Take the line that contains "Reviewer check: make sure each instance of the eyeglass" as the first and the last line of the material as the final one; set down exactly the lines in that span.
__________
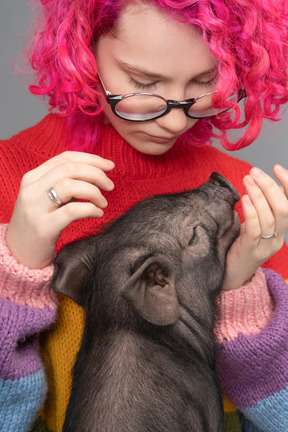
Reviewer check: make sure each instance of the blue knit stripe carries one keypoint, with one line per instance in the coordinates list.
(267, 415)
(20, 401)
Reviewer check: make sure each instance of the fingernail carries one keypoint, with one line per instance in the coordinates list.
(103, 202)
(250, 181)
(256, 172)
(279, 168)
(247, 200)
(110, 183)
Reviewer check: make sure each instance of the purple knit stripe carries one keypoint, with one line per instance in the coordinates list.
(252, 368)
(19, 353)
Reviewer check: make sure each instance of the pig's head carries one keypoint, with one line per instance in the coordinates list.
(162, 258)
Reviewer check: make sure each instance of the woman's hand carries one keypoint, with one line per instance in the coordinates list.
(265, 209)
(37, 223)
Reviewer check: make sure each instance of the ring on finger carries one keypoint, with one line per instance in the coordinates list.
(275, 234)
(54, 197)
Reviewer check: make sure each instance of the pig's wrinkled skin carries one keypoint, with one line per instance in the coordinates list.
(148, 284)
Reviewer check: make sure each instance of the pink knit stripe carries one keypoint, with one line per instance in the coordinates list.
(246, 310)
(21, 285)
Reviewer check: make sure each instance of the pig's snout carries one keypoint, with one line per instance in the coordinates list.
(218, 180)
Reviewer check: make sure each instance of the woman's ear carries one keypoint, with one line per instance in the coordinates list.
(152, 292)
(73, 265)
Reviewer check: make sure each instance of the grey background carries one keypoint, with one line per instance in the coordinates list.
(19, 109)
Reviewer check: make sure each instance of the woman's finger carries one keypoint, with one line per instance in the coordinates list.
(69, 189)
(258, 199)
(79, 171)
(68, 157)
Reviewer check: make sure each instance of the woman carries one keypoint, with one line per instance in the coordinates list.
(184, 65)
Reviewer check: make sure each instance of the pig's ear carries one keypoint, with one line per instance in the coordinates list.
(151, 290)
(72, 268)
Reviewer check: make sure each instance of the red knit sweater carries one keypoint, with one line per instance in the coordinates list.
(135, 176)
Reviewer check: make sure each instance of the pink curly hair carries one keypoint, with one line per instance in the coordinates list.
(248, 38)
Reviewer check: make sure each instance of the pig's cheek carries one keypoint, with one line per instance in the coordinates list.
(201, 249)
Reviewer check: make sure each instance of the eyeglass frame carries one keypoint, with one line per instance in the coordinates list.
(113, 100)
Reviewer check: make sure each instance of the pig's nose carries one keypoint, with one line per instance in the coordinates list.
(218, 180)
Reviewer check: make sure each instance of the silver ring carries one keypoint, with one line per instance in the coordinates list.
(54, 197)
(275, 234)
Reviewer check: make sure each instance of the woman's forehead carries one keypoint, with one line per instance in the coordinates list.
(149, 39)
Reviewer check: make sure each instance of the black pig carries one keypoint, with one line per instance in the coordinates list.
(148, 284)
__________
● Response:
Reviewer check: make sure each instance of the eyeglass frame carries one keypoint, with one line per instance in the coordinates list.
(113, 100)
Reviewer check: make sure each instance of the pig's nose carries one keypoint, with one line per instance in the coordinates list.
(218, 180)
Reviewer check: make sure each instance of the silver ring carries one keypoint, with one line per instance in the coordinates list.
(54, 197)
(275, 234)
Reviewer check: make sure each instance of the woman's forehead carries one keypoint, with one line per instance in the coordinates list.
(149, 39)
Reviewer check: make sure each instance of the black pig carries one keypoint, with one line per instance in the coordinates list.
(148, 284)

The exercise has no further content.